▸ DIRECTIONS FOR THIS TASK: Reproduce every line of the records below verbatim, leaving out the pictures.

▸ DATA FOR THIS EXERCISE:
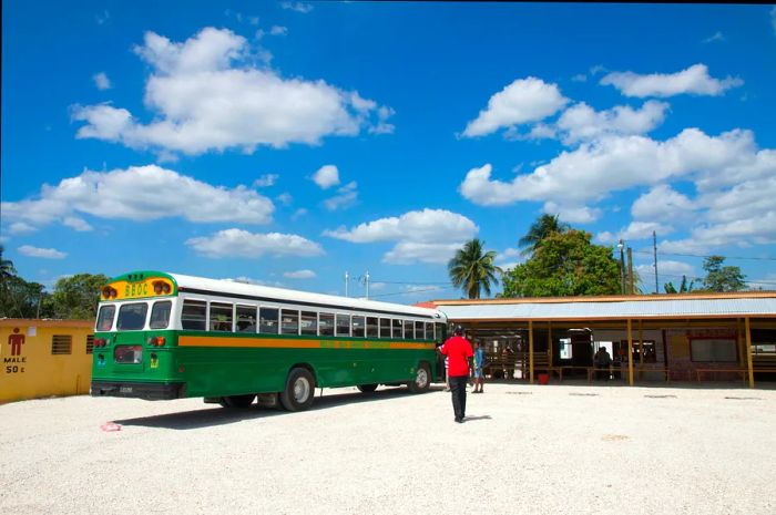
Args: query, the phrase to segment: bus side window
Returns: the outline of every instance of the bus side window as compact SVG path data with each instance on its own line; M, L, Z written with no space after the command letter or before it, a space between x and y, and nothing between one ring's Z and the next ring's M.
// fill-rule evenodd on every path
M377 317L367 317L367 338L377 338Z
M207 316L207 302L204 300L184 300L181 311L181 327L193 331L207 329L205 322Z
M151 322L149 322L149 327L151 329L166 329L170 325L170 311L172 311L172 300L159 300L154 302L154 307L151 308Z
M277 308L261 308L258 312L261 313L258 332L263 334L277 334L280 332L277 323Z
M402 331L401 331L401 320L394 319L394 338L401 338Z
M415 323L412 320L405 320L405 340L415 340Z
M318 316L318 327L321 337L334 336L334 313L320 313Z
M380 319L380 338L390 338L390 319Z
M302 311L302 333L318 334L318 313L315 311Z
M237 332L256 332L256 307L237 305Z
M337 336L338 337L349 337L350 336L350 316L349 315L337 315Z
M415 339L416 340L425 340L426 337L423 336L423 322L415 322Z
M364 338L364 336L365 336L364 329L366 326L365 318L359 317L359 316L354 316L351 320L353 320L353 336L355 338Z
M232 332L231 303L211 302L211 331Z
M283 334L299 333L299 311L295 309L280 310L280 332Z

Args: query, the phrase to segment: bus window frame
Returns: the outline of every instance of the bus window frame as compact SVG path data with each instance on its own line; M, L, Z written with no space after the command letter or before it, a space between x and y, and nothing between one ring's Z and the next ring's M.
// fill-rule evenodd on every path
M262 330L262 311L265 309L274 309L277 312L277 317L275 318L277 331L275 331L275 332L264 332ZM259 334L280 334L280 309L282 309L282 307L279 305L261 305L258 307L258 333Z
M163 305L163 303L170 305L170 310L167 311L167 322L162 327L155 327L153 325L154 310L156 309L156 306ZM151 329L151 330L169 329L170 325L172 323L172 320L173 320L173 300L172 299L159 299L159 300L154 300L151 303L151 312L149 313L149 329Z
M238 323L241 322L239 320L239 315L237 313L239 308L248 308L253 311L254 316L254 330L253 331L243 331L238 328ZM251 326L248 326L251 327ZM235 303L234 305L234 332L238 332L241 334L256 334L258 332L258 306L256 305L248 305L248 303Z

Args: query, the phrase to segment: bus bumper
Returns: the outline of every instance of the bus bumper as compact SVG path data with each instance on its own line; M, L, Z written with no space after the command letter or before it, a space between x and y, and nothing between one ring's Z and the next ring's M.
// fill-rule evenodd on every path
M92 396L125 396L146 401L181 399L186 394L183 382L134 383L118 381L92 381Z

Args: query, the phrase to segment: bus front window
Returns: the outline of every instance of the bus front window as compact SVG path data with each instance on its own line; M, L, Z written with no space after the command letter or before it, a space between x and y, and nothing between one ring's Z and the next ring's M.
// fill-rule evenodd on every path
M160 300L154 302L151 308L151 329L166 329L170 323L170 311L172 311L173 302L171 300Z
M149 305L145 302L125 303L119 308L116 329L121 331L139 331L145 327L145 315Z
M113 328L113 317L116 313L115 305L102 306L98 315L98 331L110 331Z

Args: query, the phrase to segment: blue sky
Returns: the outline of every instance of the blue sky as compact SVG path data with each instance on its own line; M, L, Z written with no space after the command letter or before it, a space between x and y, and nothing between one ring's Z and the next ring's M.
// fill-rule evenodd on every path
M2 245L416 302L542 213L776 288L772 6L3 2ZM499 291L499 288L496 289ZM496 292L494 291L494 292Z

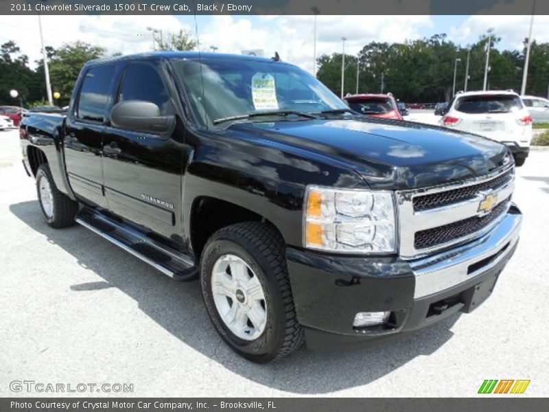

▸ RESULT OF THIS TASK:
Args: query, the phrase to segment: bus side window
Returns: the outline of every instance of the bus side window as compact SVG path data with each instance on its own line; M, L, Z written with no space after the command letter or before it, a space between x and y, and nothing between one ring's Z and the next ring's M.
// fill-rule evenodd on every path
M377 317L367 317L367 338L377 338Z
M207 316L207 302L204 300L184 300L181 311L181 327L193 331L207 329L205 322Z
M151 322L149 322L149 327L151 329L166 329L170 325L170 311L172 311L172 300L159 300L154 302L154 307L151 308Z
M277 308L261 308L258 312L261 313L258 332L263 334L277 334L280 332L277 323Z
M402 331L401 331L401 320L394 319L394 338L401 338Z
M415 323L412 320L405 320L405 340L415 340Z
M318 316L318 327L321 337L334 336L334 313L320 313Z
M380 319L380 338L390 338L390 319Z
M302 311L302 333L318 334L318 313L315 311Z
M237 332L256 332L256 307L237 305Z
M337 336L338 337L349 337L350 336L350 316L349 315L337 315Z
M415 339L416 340L425 340L426 337L423 336L423 322L415 322Z
M364 338L364 336L365 336L364 329L366 326L365 318L359 317L359 316L354 316L351 320L353 320L353 336L355 338Z
M232 332L231 303L211 302L211 331Z
M283 334L299 333L299 311L295 309L280 310L280 332Z

Args: query, the phrase to segment: bus window frame
Returns: the outline of every instance of the bus window frame as compact SVG path data with each instance on its own line; M, L, Z written with no space after the command letter or before it, a space between x and y, and nothing between one ring's Z and the next ring's M.
// fill-rule evenodd on every path
M262 330L262 311L265 309L274 309L277 312L277 317L275 318L277 331L275 331L275 332L264 332ZM259 334L280 334L280 309L282 309L282 307L279 305L261 305L258 307L258 333Z
M163 305L163 303L170 305L170 310L167 311L167 322L162 327L155 327L153 325L154 310L156 309L156 306ZM151 329L151 330L169 329L170 325L172 323L172 320L173 320L173 300L172 299L159 299L159 300L154 300L151 303L151 312L149 313L149 329Z
M238 323L241 322L239 320L239 315L237 313L239 308L248 308L253 311L254 316L254 330L253 331L243 331L238 328ZM251 326L248 326L251 327ZM235 303L234 305L234 332L238 332L241 334L256 334L258 332L258 306L256 305L248 305L248 303Z

Args: query, the phrase to segment: bus bumper
Returns: the outline of every instance of the bus bumper as compact SVG path data with each instance on its own line; M, L, Z written with no space after the command letter or before it, a space between x and y, and nothing between one ring's Z and the next ring's M.
// fill-rule evenodd on every path
M92 396L125 396L146 401L181 399L186 394L183 382L134 383L118 381L92 381Z

Args: query, the phrase to segment: bus front window
Returns: the outline of every instance of the bus front window as compact SVG path data with each instance on its own line; M, L, Z written with no space after the command letter or before it, a space between x and y, and nothing between one ring's Z and the next ring's M.
// fill-rule evenodd on every path
M160 300L154 302L151 308L151 329L166 329L170 323L170 311L172 311L173 302L171 300Z
M149 305L145 302L125 303L119 308L116 329L121 331L139 331L145 327L145 315Z
M113 328L113 317L116 313L115 305L102 306L98 315L98 331L110 331Z

Args: query, the phrase to segment: blue sky
Returns: the outline of every instance of the blue sky as compact SVG path data with each instance on its own line; M, L, Z written with no space after the command letter or before it, a space between x and y, and nothing between one ring's Z and the next ring's M.
// fill-rule evenodd on every path
M2 245L416 302L542 213L776 288L772 6L3 2ZM499 291L499 288L496 289ZM496 292L494 291L494 292Z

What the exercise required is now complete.